▸ **Required work**:
Please duplicate everything from "The aggression took" down to "and terror activities." in the news report on the attack on Iran's embassy in Norway.

Iran slams embassy attack in Norway

Iranian Foreign Minister Manouchehr Mottaki has blasted a recent attack on the Iranian embassy in Norway, criticizing Oslo for the failure to protect the venue.
Mottaki’s letter of complaint was handed to Norwegian Foreign Ministry officials on Friday in which the top Iranian diplomat criticized Oslo authorities for allowing a group of Islamic Republic “enemies” to launch a violent protest outside the Iranian embassy, IRNA reported on Saturday.
The aggression took place after Tehran’s Public Prosecutor Office said on May 9 that five people with links to the terrorist group known as PJAK, the Iranian offshoot of the Kurdistan Workers’ Party (PKK), were executed in the Iranian capital over their involvement in bomb attacks and terror activities.
Meanwhile, Hossein Rezvani, the Iranian envoy who submitted Mottaki’s letter to Oslo officials, censured the Norwegian police for failing to provide security around the embassy where anti-Iran protesters damaged cars and other properties of the embassy.
“Such measures are against the convention of diplomatic rights and Iran-Norway ties,” he noted.

▸ **Material provided**:

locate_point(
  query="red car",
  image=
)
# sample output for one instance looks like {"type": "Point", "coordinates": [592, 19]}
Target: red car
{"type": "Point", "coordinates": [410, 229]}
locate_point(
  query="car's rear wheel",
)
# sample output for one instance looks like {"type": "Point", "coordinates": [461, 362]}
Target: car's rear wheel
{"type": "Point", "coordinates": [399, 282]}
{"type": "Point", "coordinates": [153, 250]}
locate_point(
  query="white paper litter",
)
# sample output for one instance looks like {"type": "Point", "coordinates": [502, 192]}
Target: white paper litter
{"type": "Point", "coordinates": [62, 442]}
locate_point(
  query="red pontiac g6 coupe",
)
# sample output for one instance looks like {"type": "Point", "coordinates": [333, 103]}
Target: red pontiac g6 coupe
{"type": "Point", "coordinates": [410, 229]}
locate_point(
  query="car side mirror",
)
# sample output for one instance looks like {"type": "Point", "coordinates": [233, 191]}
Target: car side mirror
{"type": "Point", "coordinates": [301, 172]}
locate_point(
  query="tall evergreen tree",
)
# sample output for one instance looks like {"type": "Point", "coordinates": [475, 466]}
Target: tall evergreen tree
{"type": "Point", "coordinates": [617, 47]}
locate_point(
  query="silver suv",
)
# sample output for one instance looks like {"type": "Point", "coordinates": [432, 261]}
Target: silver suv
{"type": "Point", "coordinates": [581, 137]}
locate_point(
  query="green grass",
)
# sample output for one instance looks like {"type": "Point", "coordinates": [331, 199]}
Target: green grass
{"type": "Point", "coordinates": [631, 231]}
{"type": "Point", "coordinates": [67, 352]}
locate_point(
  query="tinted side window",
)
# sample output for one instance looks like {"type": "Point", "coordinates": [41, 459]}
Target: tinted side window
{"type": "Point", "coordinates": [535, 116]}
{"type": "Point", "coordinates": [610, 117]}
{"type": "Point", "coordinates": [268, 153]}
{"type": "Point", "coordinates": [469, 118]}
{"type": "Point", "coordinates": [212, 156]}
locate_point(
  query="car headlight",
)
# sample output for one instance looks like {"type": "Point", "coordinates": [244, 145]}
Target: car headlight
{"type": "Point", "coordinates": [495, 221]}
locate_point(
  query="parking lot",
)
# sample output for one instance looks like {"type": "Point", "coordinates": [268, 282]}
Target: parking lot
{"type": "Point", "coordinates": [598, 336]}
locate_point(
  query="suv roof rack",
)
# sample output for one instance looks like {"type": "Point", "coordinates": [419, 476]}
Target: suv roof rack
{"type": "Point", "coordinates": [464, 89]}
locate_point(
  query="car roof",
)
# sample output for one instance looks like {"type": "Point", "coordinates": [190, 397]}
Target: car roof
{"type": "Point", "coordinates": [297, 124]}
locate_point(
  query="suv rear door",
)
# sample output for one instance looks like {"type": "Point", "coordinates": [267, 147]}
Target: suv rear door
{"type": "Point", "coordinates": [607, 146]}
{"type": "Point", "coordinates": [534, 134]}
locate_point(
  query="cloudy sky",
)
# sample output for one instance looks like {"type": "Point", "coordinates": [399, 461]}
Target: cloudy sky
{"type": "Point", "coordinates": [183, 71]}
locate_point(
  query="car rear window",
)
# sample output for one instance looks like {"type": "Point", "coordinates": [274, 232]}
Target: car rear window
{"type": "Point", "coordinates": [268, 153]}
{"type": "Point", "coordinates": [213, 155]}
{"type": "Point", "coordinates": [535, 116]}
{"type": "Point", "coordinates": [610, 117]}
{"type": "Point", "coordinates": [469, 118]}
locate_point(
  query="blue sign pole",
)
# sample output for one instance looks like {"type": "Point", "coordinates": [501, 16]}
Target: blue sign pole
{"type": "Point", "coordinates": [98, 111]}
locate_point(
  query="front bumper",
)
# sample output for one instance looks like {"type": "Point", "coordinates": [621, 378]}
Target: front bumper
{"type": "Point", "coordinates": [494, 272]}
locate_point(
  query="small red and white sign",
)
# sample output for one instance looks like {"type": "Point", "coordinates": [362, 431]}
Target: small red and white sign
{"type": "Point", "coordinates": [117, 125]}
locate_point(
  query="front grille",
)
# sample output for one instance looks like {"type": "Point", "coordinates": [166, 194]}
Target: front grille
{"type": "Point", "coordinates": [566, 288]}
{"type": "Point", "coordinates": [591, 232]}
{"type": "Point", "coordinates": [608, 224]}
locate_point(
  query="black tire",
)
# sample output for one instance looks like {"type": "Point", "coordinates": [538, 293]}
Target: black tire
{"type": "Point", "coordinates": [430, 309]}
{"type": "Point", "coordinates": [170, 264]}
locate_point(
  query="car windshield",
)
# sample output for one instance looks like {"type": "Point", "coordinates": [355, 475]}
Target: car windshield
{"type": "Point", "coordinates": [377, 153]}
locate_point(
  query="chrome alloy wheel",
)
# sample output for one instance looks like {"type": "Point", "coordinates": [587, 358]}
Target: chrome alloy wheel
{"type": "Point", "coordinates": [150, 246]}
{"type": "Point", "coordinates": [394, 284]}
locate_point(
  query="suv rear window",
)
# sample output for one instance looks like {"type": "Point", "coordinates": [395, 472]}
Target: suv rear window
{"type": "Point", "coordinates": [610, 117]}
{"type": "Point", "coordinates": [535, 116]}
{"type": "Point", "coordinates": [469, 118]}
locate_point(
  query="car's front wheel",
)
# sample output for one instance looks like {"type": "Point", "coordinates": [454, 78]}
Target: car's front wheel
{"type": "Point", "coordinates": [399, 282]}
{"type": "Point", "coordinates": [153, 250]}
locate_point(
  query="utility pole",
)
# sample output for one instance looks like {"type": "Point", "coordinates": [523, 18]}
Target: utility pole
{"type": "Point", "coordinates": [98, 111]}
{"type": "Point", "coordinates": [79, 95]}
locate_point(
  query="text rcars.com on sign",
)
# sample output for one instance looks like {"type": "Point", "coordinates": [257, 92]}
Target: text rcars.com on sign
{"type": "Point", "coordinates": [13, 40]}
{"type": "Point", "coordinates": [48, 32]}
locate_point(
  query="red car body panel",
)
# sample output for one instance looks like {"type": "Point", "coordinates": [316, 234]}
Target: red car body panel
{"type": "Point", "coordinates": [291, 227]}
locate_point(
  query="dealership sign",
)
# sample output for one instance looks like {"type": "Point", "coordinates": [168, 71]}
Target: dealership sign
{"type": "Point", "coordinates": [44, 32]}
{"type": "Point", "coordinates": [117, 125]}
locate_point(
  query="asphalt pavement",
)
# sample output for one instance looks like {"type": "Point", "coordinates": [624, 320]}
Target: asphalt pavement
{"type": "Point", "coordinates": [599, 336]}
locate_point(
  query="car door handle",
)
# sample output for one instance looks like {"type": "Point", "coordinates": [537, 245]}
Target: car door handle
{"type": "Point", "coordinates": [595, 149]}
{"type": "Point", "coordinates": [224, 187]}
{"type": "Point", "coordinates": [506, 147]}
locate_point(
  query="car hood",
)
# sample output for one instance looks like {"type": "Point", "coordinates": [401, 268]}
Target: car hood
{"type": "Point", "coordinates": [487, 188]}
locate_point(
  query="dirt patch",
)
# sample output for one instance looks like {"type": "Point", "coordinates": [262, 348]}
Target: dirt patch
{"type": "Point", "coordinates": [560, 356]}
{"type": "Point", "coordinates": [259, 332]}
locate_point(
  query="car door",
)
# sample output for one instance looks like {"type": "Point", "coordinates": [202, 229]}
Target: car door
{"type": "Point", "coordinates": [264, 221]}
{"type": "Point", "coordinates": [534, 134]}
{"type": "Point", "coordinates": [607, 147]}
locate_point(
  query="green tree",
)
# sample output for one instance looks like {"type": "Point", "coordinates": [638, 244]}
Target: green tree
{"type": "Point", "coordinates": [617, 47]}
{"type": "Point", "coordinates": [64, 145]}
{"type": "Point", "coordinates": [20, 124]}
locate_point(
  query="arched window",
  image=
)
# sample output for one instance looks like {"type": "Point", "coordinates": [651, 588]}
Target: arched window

▸ **Exercise solution**:
The aggression took place after Tehran’s Public Prosecutor Office said on May 9 that five people with links to the terrorist group known as PJAK, the Iranian offshoot of the Kurdistan Workers’ Party (PKK), were executed in the Iranian capital over their involvement in bomb attacks and terror activities.